Extrait cité:
L’encadrement des pratiques des investisseurs et des multinationales de l’agro-industrie nécessite de la régulation internationale. Par ailleurs, les processus d’exclusion de la terre auxquels nous assistons aujourd’hui ont une dimension internationale, si l’on pense aux flux migratoires massifs qu’ils sont susceptibles de provoquer. Mais il y a un autre enjeu mondial de ce forum sur lequel je souhaite insister : il s’agit de déconstruire le consensus général suivant lequel les grands projets agricoles portés par des investisseurs internationaux sont économiquement plus efficaces que l’agriculture familiale.
Ces grands projets d’acquisition foncière sont régulièrement critiqués par les organisations paysannes et les ONG en raison de leurs impacts environnementaux et sociaux. Mais ces arguments sont peu entendus par les gouvernements du Sud, qui estiment que cette agriculture moderne est plus efficace que la petite agriculture familiale pour garantir la sécurité alimentaire de leurs pays. De fait, les rendements à l’hectare de ces complexes agro-industriels sont supérieurs à ceux de la petite agriculture. Mais si on regarde de plus près combien coûte cette production qui fait massivement appel aux produits chimiques, à la mécanisation et aux énergies fossiles, la valeur ajoutée à l’hectare est nettement moins avantageuse, voire plus faible que pour l’agriculture familiale, bien plus pourvoyeuse d’emplois.

Consigne 1:
Mettez sous forme de liste numérotée, sans les lignes vides, les lignes des enregistrements situées entre celle qui contient « Put one marker on each instance of the green foliage » et la fin des enregistrements, bornes incluses.
Le texte et les enregistrements proviennent de sources différentes.

Liste des enregistrements:
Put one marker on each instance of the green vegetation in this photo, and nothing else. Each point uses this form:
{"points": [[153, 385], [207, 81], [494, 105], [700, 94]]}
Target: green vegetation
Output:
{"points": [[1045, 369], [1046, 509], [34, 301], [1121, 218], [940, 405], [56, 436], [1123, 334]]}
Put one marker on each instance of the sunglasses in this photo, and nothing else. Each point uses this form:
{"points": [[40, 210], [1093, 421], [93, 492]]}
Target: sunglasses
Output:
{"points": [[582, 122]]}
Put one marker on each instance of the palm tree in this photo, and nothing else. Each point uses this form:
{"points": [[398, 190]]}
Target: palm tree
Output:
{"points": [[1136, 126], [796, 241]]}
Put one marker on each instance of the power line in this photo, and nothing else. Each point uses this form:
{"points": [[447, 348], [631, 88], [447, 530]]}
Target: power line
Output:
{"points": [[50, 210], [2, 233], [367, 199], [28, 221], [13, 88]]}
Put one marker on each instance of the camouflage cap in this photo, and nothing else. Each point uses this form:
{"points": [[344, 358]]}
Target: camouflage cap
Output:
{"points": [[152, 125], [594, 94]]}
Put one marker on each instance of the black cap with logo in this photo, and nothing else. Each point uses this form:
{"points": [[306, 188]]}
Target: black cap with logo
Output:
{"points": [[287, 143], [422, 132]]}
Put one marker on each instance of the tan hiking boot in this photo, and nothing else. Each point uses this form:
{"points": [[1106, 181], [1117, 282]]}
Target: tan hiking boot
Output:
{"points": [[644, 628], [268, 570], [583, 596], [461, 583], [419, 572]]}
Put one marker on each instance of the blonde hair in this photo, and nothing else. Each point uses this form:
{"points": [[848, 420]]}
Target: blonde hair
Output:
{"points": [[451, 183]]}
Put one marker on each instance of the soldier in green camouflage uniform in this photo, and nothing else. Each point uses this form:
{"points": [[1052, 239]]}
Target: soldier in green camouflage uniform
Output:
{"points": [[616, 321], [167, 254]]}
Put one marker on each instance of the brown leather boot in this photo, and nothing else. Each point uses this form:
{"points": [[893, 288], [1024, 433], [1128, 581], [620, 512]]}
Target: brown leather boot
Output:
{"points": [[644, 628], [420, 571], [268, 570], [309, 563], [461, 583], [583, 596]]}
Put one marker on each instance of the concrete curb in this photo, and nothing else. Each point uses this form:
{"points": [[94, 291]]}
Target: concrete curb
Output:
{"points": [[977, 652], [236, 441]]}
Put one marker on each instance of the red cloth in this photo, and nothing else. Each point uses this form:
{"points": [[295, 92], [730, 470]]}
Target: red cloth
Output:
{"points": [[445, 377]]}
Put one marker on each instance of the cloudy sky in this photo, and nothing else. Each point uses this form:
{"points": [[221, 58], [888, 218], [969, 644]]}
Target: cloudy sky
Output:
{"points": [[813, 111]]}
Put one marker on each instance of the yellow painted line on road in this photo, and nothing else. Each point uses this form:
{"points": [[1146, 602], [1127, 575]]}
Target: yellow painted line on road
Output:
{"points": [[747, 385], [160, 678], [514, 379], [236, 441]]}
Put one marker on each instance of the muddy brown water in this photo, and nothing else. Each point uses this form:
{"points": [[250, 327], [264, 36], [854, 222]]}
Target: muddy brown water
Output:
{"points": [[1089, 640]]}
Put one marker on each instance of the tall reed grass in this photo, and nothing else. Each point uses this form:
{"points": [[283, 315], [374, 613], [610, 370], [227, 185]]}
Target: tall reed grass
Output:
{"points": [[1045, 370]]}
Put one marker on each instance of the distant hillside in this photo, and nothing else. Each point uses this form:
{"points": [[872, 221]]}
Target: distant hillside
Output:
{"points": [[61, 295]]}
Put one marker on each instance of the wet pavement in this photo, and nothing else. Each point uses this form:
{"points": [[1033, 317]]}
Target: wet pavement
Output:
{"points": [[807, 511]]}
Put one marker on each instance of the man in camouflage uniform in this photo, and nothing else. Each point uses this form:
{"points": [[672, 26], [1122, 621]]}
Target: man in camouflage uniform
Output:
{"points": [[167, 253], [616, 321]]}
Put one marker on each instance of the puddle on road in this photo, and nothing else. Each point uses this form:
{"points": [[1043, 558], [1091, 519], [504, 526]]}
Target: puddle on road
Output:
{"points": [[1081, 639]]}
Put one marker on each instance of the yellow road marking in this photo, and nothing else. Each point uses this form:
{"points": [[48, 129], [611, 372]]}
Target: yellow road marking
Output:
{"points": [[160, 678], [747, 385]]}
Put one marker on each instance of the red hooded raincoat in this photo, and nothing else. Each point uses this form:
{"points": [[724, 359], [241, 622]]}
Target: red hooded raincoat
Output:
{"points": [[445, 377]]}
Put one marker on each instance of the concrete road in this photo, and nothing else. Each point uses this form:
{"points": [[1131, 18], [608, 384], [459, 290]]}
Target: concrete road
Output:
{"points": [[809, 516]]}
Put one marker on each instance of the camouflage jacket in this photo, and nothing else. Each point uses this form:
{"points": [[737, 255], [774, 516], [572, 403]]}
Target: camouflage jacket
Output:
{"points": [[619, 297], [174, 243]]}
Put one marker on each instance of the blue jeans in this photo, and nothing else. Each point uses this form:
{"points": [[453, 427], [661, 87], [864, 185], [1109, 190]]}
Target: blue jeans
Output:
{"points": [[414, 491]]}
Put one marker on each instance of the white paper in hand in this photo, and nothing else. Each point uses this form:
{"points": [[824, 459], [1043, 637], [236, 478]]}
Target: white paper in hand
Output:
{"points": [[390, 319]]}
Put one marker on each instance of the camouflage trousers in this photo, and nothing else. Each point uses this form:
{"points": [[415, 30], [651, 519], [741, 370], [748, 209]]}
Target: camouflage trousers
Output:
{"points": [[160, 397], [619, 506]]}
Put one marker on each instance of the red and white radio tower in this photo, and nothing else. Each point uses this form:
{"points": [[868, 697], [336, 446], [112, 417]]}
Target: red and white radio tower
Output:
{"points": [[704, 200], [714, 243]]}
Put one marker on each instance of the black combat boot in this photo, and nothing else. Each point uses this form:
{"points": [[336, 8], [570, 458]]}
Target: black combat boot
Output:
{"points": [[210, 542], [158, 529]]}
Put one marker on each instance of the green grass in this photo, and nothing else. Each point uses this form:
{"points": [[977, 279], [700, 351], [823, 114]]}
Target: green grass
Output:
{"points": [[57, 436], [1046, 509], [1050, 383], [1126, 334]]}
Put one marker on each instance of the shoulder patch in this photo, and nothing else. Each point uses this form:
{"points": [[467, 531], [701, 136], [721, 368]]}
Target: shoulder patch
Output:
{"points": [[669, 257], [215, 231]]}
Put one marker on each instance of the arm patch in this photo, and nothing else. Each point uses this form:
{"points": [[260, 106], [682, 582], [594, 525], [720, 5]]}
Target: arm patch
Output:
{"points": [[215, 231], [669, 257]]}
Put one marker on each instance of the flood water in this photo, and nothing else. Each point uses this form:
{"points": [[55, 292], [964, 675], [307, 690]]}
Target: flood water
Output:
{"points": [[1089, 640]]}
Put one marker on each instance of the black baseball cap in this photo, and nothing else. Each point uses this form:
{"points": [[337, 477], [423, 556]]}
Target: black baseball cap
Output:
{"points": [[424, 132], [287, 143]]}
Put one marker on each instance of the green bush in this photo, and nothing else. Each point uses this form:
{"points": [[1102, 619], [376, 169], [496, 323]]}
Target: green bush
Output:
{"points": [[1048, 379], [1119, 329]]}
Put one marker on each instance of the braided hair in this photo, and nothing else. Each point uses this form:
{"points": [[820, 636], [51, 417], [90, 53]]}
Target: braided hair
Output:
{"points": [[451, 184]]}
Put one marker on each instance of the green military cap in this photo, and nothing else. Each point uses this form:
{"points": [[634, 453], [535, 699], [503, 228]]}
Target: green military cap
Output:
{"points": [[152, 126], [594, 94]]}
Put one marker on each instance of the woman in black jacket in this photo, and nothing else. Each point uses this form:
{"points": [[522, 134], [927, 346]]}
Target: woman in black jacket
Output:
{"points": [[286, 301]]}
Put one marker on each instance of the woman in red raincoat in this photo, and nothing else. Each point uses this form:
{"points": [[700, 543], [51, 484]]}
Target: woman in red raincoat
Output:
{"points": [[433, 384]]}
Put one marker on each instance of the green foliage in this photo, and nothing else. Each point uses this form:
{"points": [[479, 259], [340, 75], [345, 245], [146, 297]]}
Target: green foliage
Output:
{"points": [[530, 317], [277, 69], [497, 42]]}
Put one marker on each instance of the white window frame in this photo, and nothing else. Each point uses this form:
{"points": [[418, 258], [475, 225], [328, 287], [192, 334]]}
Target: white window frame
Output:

Consigne 2:
Dans l’extrait sur l’agro-industrie, reprenez le passage compris entre « Ces grands projets » et « plus pourvoyeuse d’emplois. », inclus, en remplaçant « gouvernements » par « dirigeants ».

Bonne réponse 1:
1. Put one marker on each instance of the green foliage in this photo, and nothing else. Each point uses this form:
2. {"points": [[479, 259], [340, 75], [345, 245], [146, 297]]}
3. Target: green foliage
4. Output:
5. {"points": [[530, 317], [277, 69], [497, 42]]}
6. Put one marker on each instance of the white window frame in this photo, and nothing else. Each point uses this form:
7. {"points": [[418, 258], [475, 225], [328, 287], [192, 334]]}
8. Target: white window frame
9. Output:

Bonne réponse 2:
Ces grands projets d’acquisition foncière sont régulièrement critiqués par les organisations paysannes et les ONG en raison de leurs impacts environnementaux et sociaux. Mais ces arguments sont peu entendus par les dirigeants du Sud, qui estiment que cette agriculture moderne est plus efficace que la petite agriculture familiale pour garantir la sécurité alimentaire de leurs pays. De fait, les rendements à l’hectare de ces complexes agro-industriels sont supérieurs à ceux de la petite agriculture. Mais si on regarde de plus près combien coûte cette production qui fait massivement appel aux produits chimiques, à la mécanisation et aux énergies fossiles, la valeur ajoutée à l’hectare est nettement moins avantageuse, voire plus faible que pour l’agriculture familiale, bien plus pourvoyeuse d’emplois.